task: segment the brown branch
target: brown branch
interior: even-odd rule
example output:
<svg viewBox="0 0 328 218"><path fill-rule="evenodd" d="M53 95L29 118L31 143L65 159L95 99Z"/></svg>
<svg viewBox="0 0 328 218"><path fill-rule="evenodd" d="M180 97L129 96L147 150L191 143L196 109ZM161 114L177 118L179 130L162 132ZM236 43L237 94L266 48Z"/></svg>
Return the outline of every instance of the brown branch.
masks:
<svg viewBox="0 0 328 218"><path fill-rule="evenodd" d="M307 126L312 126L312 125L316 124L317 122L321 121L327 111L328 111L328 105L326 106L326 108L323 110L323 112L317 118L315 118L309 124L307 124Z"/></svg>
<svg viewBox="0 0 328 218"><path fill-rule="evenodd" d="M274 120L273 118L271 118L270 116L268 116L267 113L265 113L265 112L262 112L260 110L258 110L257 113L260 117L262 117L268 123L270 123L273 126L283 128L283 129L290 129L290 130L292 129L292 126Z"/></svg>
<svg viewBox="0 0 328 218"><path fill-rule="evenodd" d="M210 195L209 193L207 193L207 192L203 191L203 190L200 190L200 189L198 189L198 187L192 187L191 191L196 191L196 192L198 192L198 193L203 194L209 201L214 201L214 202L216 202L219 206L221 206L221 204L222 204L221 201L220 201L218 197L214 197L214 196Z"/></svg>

########

▸ **REQUIREMENT**:
Reproduce all of the data above verbatim, line for line.

▸ **ANSWER TO THIS PROBLEM**:
task: segment the brown branch
target: brown branch
interior: even-odd rule
example output:
<svg viewBox="0 0 328 218"><path fill-rule="evenodd" d="M53 95L29 118L31 143L65 159L95 99Z"/></svg>
<svg viewBox="0 0 328 218"><path fill-rule="evenodd" d="M180 97L129 96L147 150L191 143L196 109ZM161 114L177 118L179 130L162 132ZM236 43L237 94L266 48Z"/></svg>
Return the outline of every instance of the brown branch.
masks:
<svg viewBox="0 0 328 218"><path fill-rule="evenodd" d="M307 126L312 126L312 125L316 124L317 122L321 121L327 111L328 111L328 105L326 106L326 108L323 110L323 112L317 118L315 118L309 124L307 124Z"/></svg>
<svg viewBox="0 0 328 218"><path fill-rule="evenodd" d="M274 120L273 118L271 118L270 116L268 116L267 113L265 113L265 112L262 112L260 110L258 110L257 113L260 117L262 117L268 123L270 123L273 126L283 128L283 129L290 129L290 130L292 129L292 126Z"/></svg>
<svg viewBox="0 0 328 218"><path fill-rule="evenodd" d="M210 195L209 193L207 193L207 192L203 191L203 190L200 190L200 189L198 189L198 187L192 187L191 191L196 191L196 192L198 192L198 193L203 194L209 201L214 201L214 202L216 202L219 206L221 206L221 204L222 204L221 201L220 201L218 197L214 197L214 196Z"/></svg>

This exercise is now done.